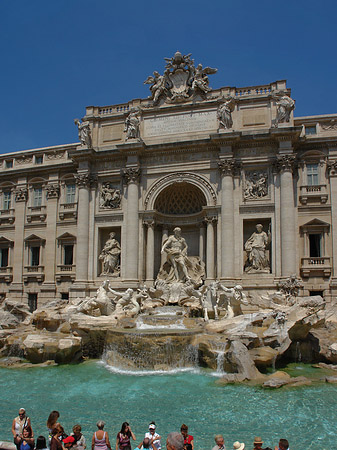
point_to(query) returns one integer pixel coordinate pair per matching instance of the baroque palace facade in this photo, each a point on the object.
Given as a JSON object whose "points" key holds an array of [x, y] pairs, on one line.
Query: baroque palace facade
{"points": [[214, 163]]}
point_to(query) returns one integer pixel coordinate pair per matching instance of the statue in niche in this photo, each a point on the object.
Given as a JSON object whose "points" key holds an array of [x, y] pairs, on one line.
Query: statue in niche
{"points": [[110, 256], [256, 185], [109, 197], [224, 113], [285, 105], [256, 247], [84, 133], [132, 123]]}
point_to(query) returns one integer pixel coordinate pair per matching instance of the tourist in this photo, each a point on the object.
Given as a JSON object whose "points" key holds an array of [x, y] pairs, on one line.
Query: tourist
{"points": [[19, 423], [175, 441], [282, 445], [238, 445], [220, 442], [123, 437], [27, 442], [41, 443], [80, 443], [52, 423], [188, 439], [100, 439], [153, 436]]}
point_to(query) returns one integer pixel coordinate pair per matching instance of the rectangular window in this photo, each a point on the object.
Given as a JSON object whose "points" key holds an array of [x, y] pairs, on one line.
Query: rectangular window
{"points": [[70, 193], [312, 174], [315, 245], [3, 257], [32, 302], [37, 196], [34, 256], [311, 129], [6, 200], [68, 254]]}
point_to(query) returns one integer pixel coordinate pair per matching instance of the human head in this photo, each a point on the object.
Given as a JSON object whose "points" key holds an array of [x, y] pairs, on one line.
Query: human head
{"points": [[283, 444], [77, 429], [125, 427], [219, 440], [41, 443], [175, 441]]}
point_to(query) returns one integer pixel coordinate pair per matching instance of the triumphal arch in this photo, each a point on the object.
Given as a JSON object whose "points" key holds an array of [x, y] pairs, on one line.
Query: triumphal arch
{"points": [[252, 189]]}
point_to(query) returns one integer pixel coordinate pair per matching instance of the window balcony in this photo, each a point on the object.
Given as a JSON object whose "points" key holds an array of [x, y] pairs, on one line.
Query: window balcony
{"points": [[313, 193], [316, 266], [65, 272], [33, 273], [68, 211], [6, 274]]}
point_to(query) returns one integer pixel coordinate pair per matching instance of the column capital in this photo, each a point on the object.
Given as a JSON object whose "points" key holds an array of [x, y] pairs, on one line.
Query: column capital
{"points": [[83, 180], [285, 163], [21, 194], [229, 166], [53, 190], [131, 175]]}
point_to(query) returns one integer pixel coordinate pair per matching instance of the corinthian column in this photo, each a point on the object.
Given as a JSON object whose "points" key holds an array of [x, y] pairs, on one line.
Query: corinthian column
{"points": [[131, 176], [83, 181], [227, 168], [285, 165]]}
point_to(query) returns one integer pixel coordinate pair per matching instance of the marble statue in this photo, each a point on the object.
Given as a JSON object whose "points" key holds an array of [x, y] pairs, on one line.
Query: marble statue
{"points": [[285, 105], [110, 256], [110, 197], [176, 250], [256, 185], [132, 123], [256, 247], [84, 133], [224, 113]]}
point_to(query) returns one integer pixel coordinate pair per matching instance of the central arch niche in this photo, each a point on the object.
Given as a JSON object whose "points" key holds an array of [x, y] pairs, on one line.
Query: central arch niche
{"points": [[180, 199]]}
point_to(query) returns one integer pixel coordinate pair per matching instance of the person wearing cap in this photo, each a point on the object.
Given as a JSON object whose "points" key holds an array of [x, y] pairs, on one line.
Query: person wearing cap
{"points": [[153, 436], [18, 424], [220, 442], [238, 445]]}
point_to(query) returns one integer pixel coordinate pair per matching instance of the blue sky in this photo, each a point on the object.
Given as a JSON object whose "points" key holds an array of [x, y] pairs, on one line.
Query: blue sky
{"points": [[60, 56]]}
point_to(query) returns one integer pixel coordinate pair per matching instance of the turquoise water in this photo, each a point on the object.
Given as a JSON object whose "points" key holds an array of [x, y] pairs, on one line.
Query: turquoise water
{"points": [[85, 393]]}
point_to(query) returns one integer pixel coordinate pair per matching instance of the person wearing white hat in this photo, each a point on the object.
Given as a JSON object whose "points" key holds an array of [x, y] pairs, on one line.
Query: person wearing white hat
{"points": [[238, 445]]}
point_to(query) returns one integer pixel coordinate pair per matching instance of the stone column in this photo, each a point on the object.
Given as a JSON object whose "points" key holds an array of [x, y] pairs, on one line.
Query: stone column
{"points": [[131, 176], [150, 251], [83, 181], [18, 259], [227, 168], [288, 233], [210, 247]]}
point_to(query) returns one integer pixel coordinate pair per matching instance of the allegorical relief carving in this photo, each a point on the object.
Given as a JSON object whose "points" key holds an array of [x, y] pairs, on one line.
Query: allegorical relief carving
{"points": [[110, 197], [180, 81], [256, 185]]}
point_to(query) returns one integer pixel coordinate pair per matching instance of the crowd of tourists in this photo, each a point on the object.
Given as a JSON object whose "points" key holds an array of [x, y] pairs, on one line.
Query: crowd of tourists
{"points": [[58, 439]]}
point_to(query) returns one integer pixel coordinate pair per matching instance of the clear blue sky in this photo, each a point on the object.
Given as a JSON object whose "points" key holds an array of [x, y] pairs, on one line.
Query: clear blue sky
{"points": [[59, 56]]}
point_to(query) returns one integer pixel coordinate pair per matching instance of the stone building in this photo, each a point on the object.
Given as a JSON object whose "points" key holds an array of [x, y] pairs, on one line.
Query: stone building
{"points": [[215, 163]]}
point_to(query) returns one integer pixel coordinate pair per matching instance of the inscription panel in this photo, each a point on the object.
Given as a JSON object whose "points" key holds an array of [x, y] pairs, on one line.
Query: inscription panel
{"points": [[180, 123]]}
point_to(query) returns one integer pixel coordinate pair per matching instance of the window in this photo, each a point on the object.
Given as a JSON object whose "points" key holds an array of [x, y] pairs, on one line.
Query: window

● ● ● ● ● ● ●

Update all the records above by replacing each occurrence of "photo" with "image" and leaving everything else unchanged. Leave the pictures out of your answer.

Solved exercise:
point_to(query) returns one integer pixel coordinate pair per matching instance of the baroque palace facade in this image, each a point on the object.
Given as a JSON object whose "points" key holds an array of [x, y] pairs, on one line.
Query: baroque palace facade
{"points": [[214, 163]]}
point_to(query) returns one integer pixel coordinate pair per matching instance of the statue in niche in this image, each a point on the object.
Given as a JSON object whose "points" key holds an array of [x, y] pairs, on one line.
Query: statue in niche
{"points": [[110, 256], [256, 185], [109, 197], [224, 113], [285, 105], [256, 247], [84, 133], [132, 123]]}
point_to(query) returns one integer pixel coordinate pair per matching instance of the tourist in this image, each a point on the object.
Given as a JSON object whose "points" key holds an array of [x, y] pairs, on one line.
Query: tourist
{"points": [[19, 423], [175, 441], [282, 445], [238, 445], [220, 442], [123, 437], [27, 442], [41, 443], [80, 443], [52, 423], [188, 439], [100, 439], [153, 436]]}
point_to(query) returns one integer pixel coordinate pair per matching instance of the rectangular window in this image, each a point on the object.
Given as a JSON object whose "points" key holds an array of [x, y] pairs, on one line.
Query: rectangular window
{"points": [[70, 193], [312, 174], [315, 245], [3, 257], [32, 302], [37, 196], [34, 256], [311, 129], [6, 200], [68, 254]]}
point_to(query) returns one integer pixel coordinate pair per matching instance of the human head in this image, each a point on the object.
Given as a JSON object whose "points" key holds an array of [x, y] pairs, on one line.
Query: human head
{"points": [[283, 444], [77, 429], [125, 427], [219, 440], [41, 443], [175, 441]]}
point_to(query) returns one integer pixel coordinate pair per matching instance of the triumphal arch in this image, each a point on the object.
Given as a JSON object whose "points" key holds an array of [x, y] pairs, on one line.
Query: triumphal arch
{"points": [[252, 189]]}
point_to(query) returns one integer pixel coordinate pair per matching instance of the window balcony in this image, each a point on the object.
Given as a JSON object whose "points" key holds an array of [x, y] pairs, on one line.
Query: window balcony
{"points": [[313, 193], [316, 266], [65, 272], [33, 273], [68, 211], [6, 274]]}
point_to(query) returns one integer pixel coordinate pair per matching instance of the column capital in this image, each a point on the object.
Given as a JSON object whose "points" key holds an array of [x, y] pairs, on one line.
Query: column capital
{"points": [[83, 180], [285, 163], [21, 194], [229, 166], [53, 190], [131, 175]]}
point_to(query) returns one integer pixel coordinate pair per matching instance of the corinthian column in this image, each a point on the object.
Given as a JSON object whose "points" key holds an array of [x, y] pairs, on one line.
Query: corinthian column
{"points": [[131, 176], [83, 181], [227, 168], [285, 165]]}
point_to(query) returns one integer pixel coordinate pair per matching instance of the marble statue in this image, each a point on the object.
Given as a JSON object whose "points" key holds an array of [x, y] pairs, on one line.
Query: marble statue
{"points": [[285, 105], [110, 256], [110, 197], [176, 250], [256, 185], [132, 123], [256, 247], [84, 133], [224, 113]]}
point_to(query) returns one integer pixel coordinate pair per matching instance of the central arch niche in this image, each a point on the object.
Given as a JSON object whose "points" key holds an array of [x, y] pairs, on one line.
Query: central arch niche
{"points": [[180, 199]]}
point_to(query) returns one integer pixel coordinate pair per matching instance of the person wearing cap in this image, each a point on the object.
Given as a JSON object whose "points" key holds an array of [x, y] pairs, on one line.
Query: person wearing cap
{"points": [[153, 436], [18, 424], [220, 442], [238, 445]]}
point_to(query) returns one integer pixel coordinate pair per matching instance of the blue sky in this image, each a point on the object.
Given as a JSON object whose "points" key holds an array of [x, y] pairs, on one line.
Query: blue sky
{"points": [[60, 56]]}
point_to(query) returns one integer pixel coordinate pair per matching instance of the turquoise water in this image, each a point on the object.
Given as a JSON object whose "points" key holds an array of [x, y] pairs, on one line.
Query: turquoise water
{"points": [[85, 393]]}
point_to(query) returns one integer pixel coordinate pair per matching instance of the person wearing white hat in this image, each a point on the object.
Given as a JSON object whose "points" key holds an array of [x, y] pairs, on one line.
Query: person wearing white hat
{"points": [[238, 445]]}
point_to(query) returns one integer pixel coordinate pair per matching instance of the stone column in this image, each a point on the object.
Given as a JSON object whose "points" key holds an array of [x, y] pairs, on one line.
Query: stone column
{"points": [[131, 176], [150, 251], [83, 181], [18, 259], [227, 168], [288, 233], [210, 247]]}
point_to(query) returns one integer pixel coordinate pair per matching instance of the allegorical relief carving in this image, each a point on the object.
Given as a JSON object whose "points" key holds an array of [x, y] pairs, on one line.
Query: allegorical relief carving
{"points": [[110, 197], [180, 81], [256, 185]]}
point_to(query) returns one integer pixel coordinate pair per matching instance of the crowd of tourists in this image, each a point on the object.
Given as a JSON object whose "points" key holds an array of [x, y] pairs, on one line.
Query: crowd of tourists
{"points": [[58, 439]]}
point_to(query) returns one integer pixel coordinate pair per matching instance of the clear blue sky in this image, each a point on the object.
Given as a JSON object whose "points" key holds an array of [x, y] pairs, on one line.
Query: clear blue sky
{"points": [[59, 56]]}
point_to(query) returns one integer pixel coordinate pair per matching instance of the stone building in this image, each a point on the object.
Given as a JSON object whose "points" key holds an array of [x, y] pairs, on one line.
Query: stone building
{"points": [[215, 163]]}
point_to(query) returns one integer pixel coordinate pair per matching instance of the inscription panel in this image, each a point on the object.
Given as a JSON object whose "points" key holds an array of [x, y] pairs, on one line.
Query: inscription panel
{"points": [[180, 123]]}
point_to(query) returns one integer pixel coordinate pair per matching instance of the window in this image, each a point on the object.
Given as a JSON object whose "points" key holds an array of [x, y] pairs, on one line.
Query: window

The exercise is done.